*What is being asked:* Set down all of the records exactly, leaving none out.

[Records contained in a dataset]
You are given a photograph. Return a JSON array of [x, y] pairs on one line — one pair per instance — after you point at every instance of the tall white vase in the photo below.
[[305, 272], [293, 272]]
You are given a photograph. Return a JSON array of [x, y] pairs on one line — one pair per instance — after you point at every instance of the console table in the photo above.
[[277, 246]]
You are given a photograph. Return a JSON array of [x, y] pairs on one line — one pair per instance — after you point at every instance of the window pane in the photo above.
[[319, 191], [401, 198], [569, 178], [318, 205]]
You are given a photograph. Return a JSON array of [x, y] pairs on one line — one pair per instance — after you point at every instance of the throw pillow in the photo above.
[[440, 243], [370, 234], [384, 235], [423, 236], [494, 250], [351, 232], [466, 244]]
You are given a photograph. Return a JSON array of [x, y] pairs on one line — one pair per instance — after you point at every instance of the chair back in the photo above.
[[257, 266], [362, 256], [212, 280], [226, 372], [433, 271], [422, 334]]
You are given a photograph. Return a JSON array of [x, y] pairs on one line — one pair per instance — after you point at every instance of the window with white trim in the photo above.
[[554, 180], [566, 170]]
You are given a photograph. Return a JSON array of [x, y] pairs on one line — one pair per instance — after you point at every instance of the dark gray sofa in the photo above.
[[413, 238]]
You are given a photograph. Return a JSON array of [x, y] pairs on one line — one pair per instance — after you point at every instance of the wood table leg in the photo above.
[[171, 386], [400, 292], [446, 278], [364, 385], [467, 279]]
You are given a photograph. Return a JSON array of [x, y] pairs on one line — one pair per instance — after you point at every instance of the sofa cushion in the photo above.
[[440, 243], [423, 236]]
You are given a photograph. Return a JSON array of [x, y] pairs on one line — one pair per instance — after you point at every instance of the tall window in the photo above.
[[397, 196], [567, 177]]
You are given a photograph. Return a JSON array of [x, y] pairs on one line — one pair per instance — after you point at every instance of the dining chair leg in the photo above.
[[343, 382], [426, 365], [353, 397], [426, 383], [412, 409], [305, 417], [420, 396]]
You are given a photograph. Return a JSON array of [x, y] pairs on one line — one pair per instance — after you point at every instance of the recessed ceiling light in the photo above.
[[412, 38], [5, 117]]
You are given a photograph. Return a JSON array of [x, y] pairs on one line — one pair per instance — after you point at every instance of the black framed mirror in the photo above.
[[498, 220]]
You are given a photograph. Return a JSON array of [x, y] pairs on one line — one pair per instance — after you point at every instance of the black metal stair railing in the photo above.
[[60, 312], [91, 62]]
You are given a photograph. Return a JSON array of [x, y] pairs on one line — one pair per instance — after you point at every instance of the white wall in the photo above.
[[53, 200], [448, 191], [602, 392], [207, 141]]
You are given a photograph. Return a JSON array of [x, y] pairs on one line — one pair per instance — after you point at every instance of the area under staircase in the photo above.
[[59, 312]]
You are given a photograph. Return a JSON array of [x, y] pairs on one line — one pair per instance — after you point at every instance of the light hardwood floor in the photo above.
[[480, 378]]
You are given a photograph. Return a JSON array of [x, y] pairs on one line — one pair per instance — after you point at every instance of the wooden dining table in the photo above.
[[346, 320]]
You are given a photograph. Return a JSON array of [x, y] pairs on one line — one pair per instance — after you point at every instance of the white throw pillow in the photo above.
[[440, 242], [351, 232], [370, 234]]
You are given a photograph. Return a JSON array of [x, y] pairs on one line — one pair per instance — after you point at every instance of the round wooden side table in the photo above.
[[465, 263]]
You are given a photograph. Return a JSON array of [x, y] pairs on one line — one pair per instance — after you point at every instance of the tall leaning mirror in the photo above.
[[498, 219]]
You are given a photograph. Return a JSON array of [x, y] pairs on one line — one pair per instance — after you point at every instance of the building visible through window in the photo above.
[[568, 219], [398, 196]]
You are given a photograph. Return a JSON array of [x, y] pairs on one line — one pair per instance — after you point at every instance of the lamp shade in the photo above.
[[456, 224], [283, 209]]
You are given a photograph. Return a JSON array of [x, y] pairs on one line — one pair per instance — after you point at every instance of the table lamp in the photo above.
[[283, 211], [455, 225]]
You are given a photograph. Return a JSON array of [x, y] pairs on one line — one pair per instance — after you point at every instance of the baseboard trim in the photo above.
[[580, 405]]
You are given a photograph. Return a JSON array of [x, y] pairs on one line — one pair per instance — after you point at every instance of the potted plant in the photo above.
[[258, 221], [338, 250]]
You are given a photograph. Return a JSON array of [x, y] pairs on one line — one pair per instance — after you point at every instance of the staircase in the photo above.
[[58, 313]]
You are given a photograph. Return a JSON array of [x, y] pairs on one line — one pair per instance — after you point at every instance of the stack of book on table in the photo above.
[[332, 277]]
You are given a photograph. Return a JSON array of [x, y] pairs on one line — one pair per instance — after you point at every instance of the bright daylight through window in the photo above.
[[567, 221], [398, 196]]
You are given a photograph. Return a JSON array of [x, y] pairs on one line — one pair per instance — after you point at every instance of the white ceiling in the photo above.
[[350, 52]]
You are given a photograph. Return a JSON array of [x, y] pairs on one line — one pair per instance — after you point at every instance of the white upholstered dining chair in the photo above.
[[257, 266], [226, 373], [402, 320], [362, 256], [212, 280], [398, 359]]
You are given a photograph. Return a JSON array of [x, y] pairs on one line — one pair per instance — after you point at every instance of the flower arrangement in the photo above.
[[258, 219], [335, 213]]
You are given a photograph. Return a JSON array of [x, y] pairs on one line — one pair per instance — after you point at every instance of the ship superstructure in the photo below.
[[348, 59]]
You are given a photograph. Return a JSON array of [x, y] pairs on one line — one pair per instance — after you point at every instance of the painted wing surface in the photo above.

*Answer box:*
You are given a photograph. Return a JSON array of [x, y] pairs on one line — one pair per instance — after you point at every instance of the tall white vase in the photo below.
[[305, 272], [293, 272]]
You are given a photograph. Return a JSON array of [x, y] pairs on one line — one pair per instance — after you point at every instance of the console table in the photo above.
[[277, 246]]
You are given a photograph. Return a JSON array of [x, y] pairs on one line — one pair per instance — after you point at every instance of the window pane in the photo above.
[[319, 191], [401, 198], [569, 178], [318, 205]]
You are given a photograph. Return a JSON array of [x, y] pairs on one line — one pair per instance — after you point at every instance of the throw pillow in the photo above.
[[440, 243], [370, 234], [384, 235], [423, 236], [494, 250], [351, 232], [466, 244]]
You are given a photograph. Return a JSON array of [x, y] pairs on one line — one pair per instance — after you point at every instance of the chair back in the photo above.
[[257, 266], [362, 256], [212, 280], [226, 372], [433, 271], [422, 334]]
You are given a photograph. Return a JSON array of [x, y] pairs on one line — one pair per instance — after you point at every instance of the window with white trim in the photo above.
[[554, 180], [566, 170]]
You are given a photograph. Return a JSON array of [x, y] pairs on one line — one pair per instance — after you point at every instance of the dark gray sofa in the photo above.
[[413, 238]]
You are given a photograph. Return a JSON array of [x, y] pairs on one line — one pair per instance — after you point at every instance of the wood table leg in the photo above.
[[171, 386], [400, 292], [446, 278], [364, 385], [467, 279]]
You are given a photograph. Return a JSON array of [x, y] pairs on one line — one pair per instance — after you point at every instance of the sofa cushion in the photo above.
[[440, 243], [423, 236]]
You are given a photograph. Return a JSON array of [x, y] pairs on one line — one pair per instance — after you point at every instance of the tall window in the photo above.
[[397, 196], [567, 177]]
You are given a photograph. Return a JSON array of [x, y] pairs on one line — one pair per instance — after you point at every instance of the dining chair leg in the photo above.
[[343, 382], [426, 365], [353, 397], [426, 383], [412, 409], [305, 417], [420, 396]]
You are given a photograph. Return a JSON array of [x, y] pairs on one line — one pair per instance — after you point at every instance of the recessed ceiling light in the photo above.
[[412, 38], [5, 117]]
You are given a photograph. Return a JSON array of [x, y] pairs on one line — one pair per instance — after you point at every instance of the black framed mirror in the photo above.
[[498, 220]]
You are given a photograph. Return a JSON array of [x, y] pairs on one line — one pair per instance — after you point at every instance of the black metal stair railing in the photo above.
[[60, 312], [91, 62]]
You are given a photograph. Return a JSON array of [x, y] pairs on one line — one pair per instance — after you point at every instance of the white wall in the photo above.
[[53, 200], [448, 191], [602, 392], [207, 141]]
You are given a photograph. Return a JSON array of [x, y] pairs on one line — one pair per instance — after you point at every instance of the area under staircase in the photo above.
[[59, 312]]
You are given a photograph. Return a JSON array of [x, y] pairs on one line — one pair per instance — after you point at every instance of the light hardwood floor in the photo above.
[[480, 378]]
You are given a photograph. Return a JSON array of [x, y] pairs on one line — one pair per instance — after you point at every instance of the wooden dining table in the photo above.
[[346, 320]]
You are given a photograph. Return a JSON array of [x, y] pairs on one line — one pair per instance — after you point at every instance of the white throw pillow in the photo above.
[[440, 242], [351, 232], [370, 234]]
You are given a photograph. Return a JSON array of [x, y] pairs on one line — one pair per instance — after you point at every instance of the round wooden side table in the photo above.
[[465, 263]]
You are given a photograph. Return a JSON array of [x, y] pairs on one line — one pair per instance — after you point at every instance of the tall leaning mirror in the photo above.
[[498, 219]]
You are given a photograph. Return a JSON array of [x, y] pairs on one line — one pair per instance — after you point at every instance of the building visible through window in the photo above.
[[568, 219], [398, 196]]
You are given a photograph. Return a JSON array of [x, y] pairs on one line — one pair per instance — after you point at every instance of the lamp shade in the photo above.
[[456, 224], [283, 209]]
You are given a photograph. Return a JSON array of [x, y] pairs on one line — one pair per instance — after you point at every instance of the table lamp in the photo above.
[[283, 211], [455, 225]]
You are given a photograph. Return a JSON array of [x, y] pairs on one line — one pair per instance — after you point at every instance of the baseboard trim in the photo above.
[[580, 405]]
You are given a photograph. Return a JSON array of [x, y] pairs on one line — one pair per instance — after you point at every instance of the potted plant in the photo above.
[[258, 221], [338, 250]]
You are given a photograph. Return a JSON array of [x, y] pairs on one line — one pair per instance — after you point at every instance of the staircase in the photo above.
[[58, 313]]
You are given a photograph. Return a JSON array of [x, y] pairs on one line — one pair per instance — after you point at every instance of the stack of book on table in the photo above.
[[332, 277]]
You are given a photograph. Return a JSON array of [x, y] pairs on one line — one pair per instance — after you point at every instance of the bright daylight through window in the photo above.
[[567, 221], [398, 196]]
You are given a photograph. Return a JSON array of [x, y] pairs on one line — one pair per instance — after you point at every instance of the white ceiling in the photo above.
[[350, 52]]
You are given a photograph. Return a JSON array of [x, y] pairs on one line — one pair per instance — after you point at every instance of the white upholstered dining chair in the photo above.
[[257, 266], [226, 373], [402, 320], [362, 256], [212, 280], [398, 359]]
You are given a photograph. Return a JSON array of [x, y] pairs on one line — one pair per instance — after you point at every instance of the flower arrangement in the photo above.
[[258, 219], [335, 213]]
You are given a photograph. Return a JSON array of [x, y] pairs on one line — one pair per instance — after you point at every instance of the ship superstructure in the photo below.
[[348, 59]]
You are given a photograph. Return a JSON array of [x, y] pairs on one line — one pair per instance — after you point at every instance of the painted wing surface in the photo above.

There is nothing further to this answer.